Kun je uit de tekst over de woonagenda van Holland Rijnland letterlijk overnemen wat er staat van "3.3.2 Regionale Woonagenda" tot en met "voor duurzame verstedelijking."?

▶ GETOONDE TEKST
━━━━━━━━━━━━━━━━━━━━━━━━━━━━━━
3.3.2 Regionale Woonagenda Holland Rijnland 2017
In de Regionale Woon Agenda 2017 'Kwaliteit voor kwantiteit' voor de regio Holland Rijnland (vastgesteld op 14 maart 2018) is de kwalitatieve koers voor woningmarkt op regionaal, subregionaal en lokaal niveau geschetst. De regionale woonagenda helpt gemeenten bij de afstemming van woningbouw op de ruimtelijke ontwikkeling van de regio en vormt een onderbouwing voor plannen in het kader van de ladder voor duurzame verstedelijking.
 
In de regio Holland Rijnland is snel vraag naar meer woningen die kwalitatief aansluiten bij de veranderende bevolkingssamenstelling. Om aan deze ambitie te kunnen voldoen en tegelijkertijd de woonaantrekkelijkheid van de regio te behouden, in te kunnen blijven spelen op de behoefte en verdringing van kwetsbare groepen op de woningmarkt te voorkomen heeft de regio Holland Rijnland de volgende keuzes gemaakt:
  1. tempoversnelling noodzakelijk, zeker voor de korte termijn;
  2. groei vraagt goede ruimtelijke ordening, balans tussen inbreiding en uitbreiding met prioriteit voor inbreiding;
  3. een kwalitatief programma dat borgt dat verdringing beperkt is;
  4. bevorderen doorstroming voor een betere werking van de woningmarkt;
  5. een programma dat recht doet aan de behoefte aan verschillende woonmilieus, centrumstedelijk, suburbaan en dorps/landelijk;
  6. groeien met aandacht voor duurzaamheid en bodemdaling;
  7. langer zelfstandig wonen met zorg faciliteren;
  8. bereikbaar bouwen;
  9. solidariteit.
━━━━━━━━━━━━━━━━━━━━━━━━━━━━━━
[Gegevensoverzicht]
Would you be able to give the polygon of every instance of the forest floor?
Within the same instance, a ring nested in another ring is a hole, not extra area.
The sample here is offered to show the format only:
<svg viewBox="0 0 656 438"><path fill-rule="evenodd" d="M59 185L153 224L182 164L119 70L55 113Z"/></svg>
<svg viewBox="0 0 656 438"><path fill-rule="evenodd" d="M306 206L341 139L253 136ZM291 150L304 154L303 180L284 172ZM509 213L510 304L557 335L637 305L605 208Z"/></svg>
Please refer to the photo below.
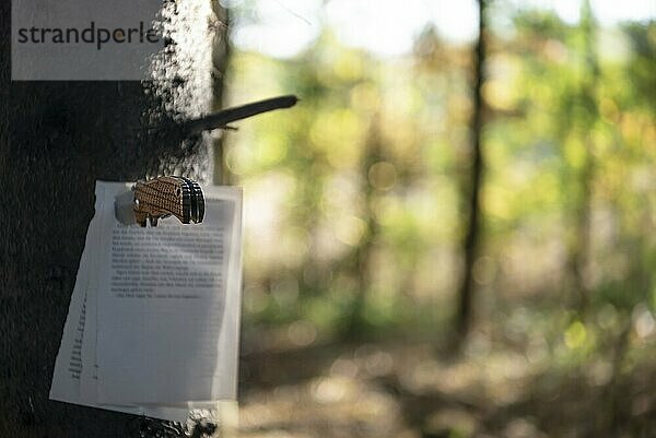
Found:
<svg viewBox="0 0 656 438"><path fill-rule="evenodd" d="M459 354L398 340L249 352L239 436L656 437L653 338L564 362L476 336Z"/></svg>

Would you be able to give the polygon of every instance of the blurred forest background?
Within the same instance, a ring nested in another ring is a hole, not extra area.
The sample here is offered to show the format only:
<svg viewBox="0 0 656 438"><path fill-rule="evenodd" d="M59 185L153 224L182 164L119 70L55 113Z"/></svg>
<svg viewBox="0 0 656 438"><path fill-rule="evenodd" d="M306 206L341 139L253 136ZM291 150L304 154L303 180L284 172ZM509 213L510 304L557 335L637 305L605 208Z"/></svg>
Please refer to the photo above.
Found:
<svg viewBox="0 0 656 438"><path fill-rule="evenodd" d="M225 2L242 436L656 437L655 3L455 3Z"/></svg>

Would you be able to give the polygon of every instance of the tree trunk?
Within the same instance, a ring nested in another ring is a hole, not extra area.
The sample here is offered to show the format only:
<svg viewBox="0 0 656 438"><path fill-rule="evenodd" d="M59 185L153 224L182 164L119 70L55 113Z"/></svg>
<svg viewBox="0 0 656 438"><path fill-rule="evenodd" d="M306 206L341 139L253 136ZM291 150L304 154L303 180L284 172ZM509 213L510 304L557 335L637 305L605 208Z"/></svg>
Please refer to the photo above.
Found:
<svg viewBox="0 0 656 438"><path fill-rule="evenodd" d="M471 166L469 175L469 192L467 193L468 221L467 234L462 246L465 264L458 294L458 313L456 330L465 338L472 320L473 303L473 263L478 256L480 240L480 191L483 176L483 157L481 152L481 131L483 126L483 64L485 62L485 1L479 3L479 35L476 43L475 76L473 76L473 110L471 115Z"/></svg>
<svg viewBox="0 0 656 438"><path fill-rule="evenodd" d="M10 8L1 2L0 436L184 436L179 425L54 402L48 393L95 180L173 168L195 177L202 142L183 142L140 82L11 82Z"/></svg>

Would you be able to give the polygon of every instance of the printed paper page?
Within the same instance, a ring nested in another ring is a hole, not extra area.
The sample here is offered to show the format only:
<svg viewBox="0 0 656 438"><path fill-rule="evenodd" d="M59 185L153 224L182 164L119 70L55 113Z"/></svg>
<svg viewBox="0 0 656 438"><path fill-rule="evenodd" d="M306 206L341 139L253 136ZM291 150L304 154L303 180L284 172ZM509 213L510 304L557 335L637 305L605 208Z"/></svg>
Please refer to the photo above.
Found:
<svg viewBox="0 0 656 438"><path fill-rule="evenodd" d="M107 202L125 185L104 188L98 402L179 405L234 399L241 191L206 190L202 224L169 218L141 228L119 224Z"/></svg>

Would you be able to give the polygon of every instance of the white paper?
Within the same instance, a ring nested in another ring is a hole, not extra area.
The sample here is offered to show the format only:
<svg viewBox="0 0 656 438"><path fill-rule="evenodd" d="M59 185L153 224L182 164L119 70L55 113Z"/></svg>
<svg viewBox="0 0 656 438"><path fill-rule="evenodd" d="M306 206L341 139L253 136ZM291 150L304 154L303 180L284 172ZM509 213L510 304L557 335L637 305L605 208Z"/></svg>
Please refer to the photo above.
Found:
<svg viewBox="0 0 656 438"><path fill-rule="evenodd" d="M203 188L202 224L140 228L114 217L130 186L96 184L50 398L183 421L236 399L241 190Z"/></svg>

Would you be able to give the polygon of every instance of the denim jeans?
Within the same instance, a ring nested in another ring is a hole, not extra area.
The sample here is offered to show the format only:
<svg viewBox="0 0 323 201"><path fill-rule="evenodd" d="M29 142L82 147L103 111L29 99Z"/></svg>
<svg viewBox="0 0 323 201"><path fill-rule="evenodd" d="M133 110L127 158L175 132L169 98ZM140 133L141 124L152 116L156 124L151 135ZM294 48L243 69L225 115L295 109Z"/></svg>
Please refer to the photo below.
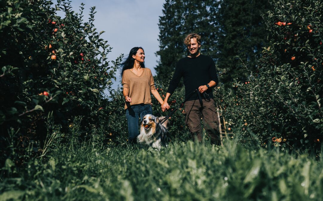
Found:
<svg viewBox="0 0 323 201"><path fill-rule="evenodd" d="M130 143L135 142L139 135L139 118L142 119L146 114L152 114L152 108L149 104L138 104L130 105L126 110L126 117L128 122L128 140Z"/></svg>

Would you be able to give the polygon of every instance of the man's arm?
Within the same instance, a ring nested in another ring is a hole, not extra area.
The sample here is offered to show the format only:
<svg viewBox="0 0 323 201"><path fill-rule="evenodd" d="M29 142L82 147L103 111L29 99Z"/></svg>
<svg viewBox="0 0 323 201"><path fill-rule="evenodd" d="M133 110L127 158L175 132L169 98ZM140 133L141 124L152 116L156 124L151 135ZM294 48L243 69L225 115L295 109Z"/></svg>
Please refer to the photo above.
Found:
<svg viewBox="0 0 323 201"><path fill-rule="evenodd" d="M209 88L211 88L216 86L216 83L213 80L211 80L207 84L209 85L210 86ZM199 91L200 93L202 94L205 92L205 91L207 90L208 88L209 88L207 87L206 85L202 85L199 87Z"/></svg>
<svg viewBox="0 0 323 201"><path fill-rule="evenodd" d="M213 60L211 61L209 72L210 73L211 81L207 84L209 85L209 88L212 88L218 85L218 83L219 82L218 76L216 74L216 68L215 68L215 65ZM207 90L208 88L206 86L206 85L205 84L205 85L202 85L199 87L199 91L200 91L200 93L202 94L205 92L205 91Z"/></svg>
<svg viewBox="0 0 323 201"><path fill-rule="evenodd" d="M169 109L169 105L167 102L168 100L168 98L178 86L180 81L181 81L181 78L182 76L182 73L181 66L178 62L176 65L176 68L173 75L173 78L169 83L169 86L168 86L168 88L167 90L166 97L164 99L163 102L162 104L162 110L163 112L165 112L166 109Z"/></svg>

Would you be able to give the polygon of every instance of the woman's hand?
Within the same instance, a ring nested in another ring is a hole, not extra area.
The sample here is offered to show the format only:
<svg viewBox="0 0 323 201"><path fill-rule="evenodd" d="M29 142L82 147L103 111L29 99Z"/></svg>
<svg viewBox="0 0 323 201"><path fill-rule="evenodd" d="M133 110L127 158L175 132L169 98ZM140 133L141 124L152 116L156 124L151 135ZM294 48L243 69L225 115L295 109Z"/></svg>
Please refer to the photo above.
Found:
<svg viewBox="0 0 323 201"><path fill-rule="evenodd" d="M166 110L168 110L169 109L170 106L167 103L167 101L164 101L162 104L162 111L163 112L165 112L166 111Z"/></svg>
<svg viewBox="0 0 323 201"><path fill-rule="evenodd" d="M126 102L128 102L128 103L130 103L131 102L131 98L129 97L129 96L126 96L126 97L124 97L126 99Z"/></svg>

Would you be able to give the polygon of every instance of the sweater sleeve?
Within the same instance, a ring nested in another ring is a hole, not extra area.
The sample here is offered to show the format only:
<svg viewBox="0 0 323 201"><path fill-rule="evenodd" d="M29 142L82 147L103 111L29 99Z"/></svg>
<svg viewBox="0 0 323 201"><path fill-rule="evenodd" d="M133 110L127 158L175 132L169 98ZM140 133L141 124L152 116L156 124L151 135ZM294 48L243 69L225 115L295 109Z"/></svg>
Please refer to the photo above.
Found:
<svg viewBox="0 0 323 201"><path fill-rule="evenodd" d="M128 86L128 80L126 78L126 72L124 71L122 75L122 79L121 80L121 83L122 84L124 88L129 88Z"/></svg>
<svg viewBox="0 0 323 201"><path fill-rule="evenodd" d="M172 78L169 83L169 86L167 90L167 93L172 94L175 90L176 88L178 86L178 84L181 81L181 78L183 76L181 66L179 64L180 62L177 62L176 65L176 68L175 72L173 75L173 78Z"/></svg>
<svg viewBox="0 0 323 201"><path fill-rule="evenodd" d="M151 74L151 71L149 70L150 75L150 79L149 80L149 84L150 85L150 90L152 90L156 88L155 87L155 83L154 82L154 77L152 76L152 74Z"/></svg>
<svg viewBox="0 0 323 201"><path fill-rule="evenodd" d="M211 80L215 82L215 86L214 87L216 87L218 85L219 83L219 80L218 79L218 76L216 74L216 68L215 68L215 65L214 63L214 61L212 59L211 60L211 64L210 65L209 72L210 73Z"/></svg>

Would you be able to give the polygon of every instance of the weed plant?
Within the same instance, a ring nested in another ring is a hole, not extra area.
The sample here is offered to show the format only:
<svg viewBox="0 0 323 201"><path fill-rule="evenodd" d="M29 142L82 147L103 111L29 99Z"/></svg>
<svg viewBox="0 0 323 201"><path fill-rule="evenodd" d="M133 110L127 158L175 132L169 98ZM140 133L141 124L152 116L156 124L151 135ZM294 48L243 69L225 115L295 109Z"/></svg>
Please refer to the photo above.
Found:
<svg viewBox="0 0 323 201"><path fill-rule="evenodd" d="M323 163L305 154L275 147L248 150L230 141L223 147L191 141L174 143L160 151L127 144L107 146L99 140L104 136L101 131L91 140L80 142L75 140L75 129L69 142L53 142L46 155L31 158L27 167L14 175L7 167L9 176L2 179L0 200L323 197Z"/></svg>

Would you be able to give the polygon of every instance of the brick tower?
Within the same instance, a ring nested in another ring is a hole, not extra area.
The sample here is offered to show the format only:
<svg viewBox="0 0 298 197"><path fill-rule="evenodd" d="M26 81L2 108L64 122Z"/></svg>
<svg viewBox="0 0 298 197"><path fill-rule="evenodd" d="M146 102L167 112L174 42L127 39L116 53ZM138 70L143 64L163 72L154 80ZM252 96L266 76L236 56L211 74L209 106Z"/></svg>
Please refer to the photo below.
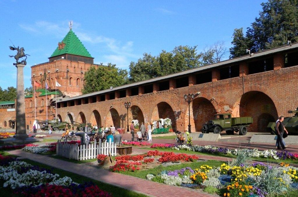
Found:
━━━━━━━━━━━━━━━━━━━━━━━━━━━━━━
▶ UITWERKING
3.3.2 Regionale Woonagenda Holland Rijnland 2017
In de Regionale Woon Agenda 2017 'Kwaliteit voor kwantiteit' voor de regio Holland Rijnland (vastgesteld op 14 maart 2018) is de kwalitatieve koers voor woningmarkt op regionaal, subregionaal en lokaal niveau geschetst. De regionale woonagenda helpt gemeenten bij de afstemming van woningbouw op de ruimtelijke ontwikkeling van de regio en vormt een onderbouwing voor plannen in het kader van de ladder voor duurzame verstedelijking.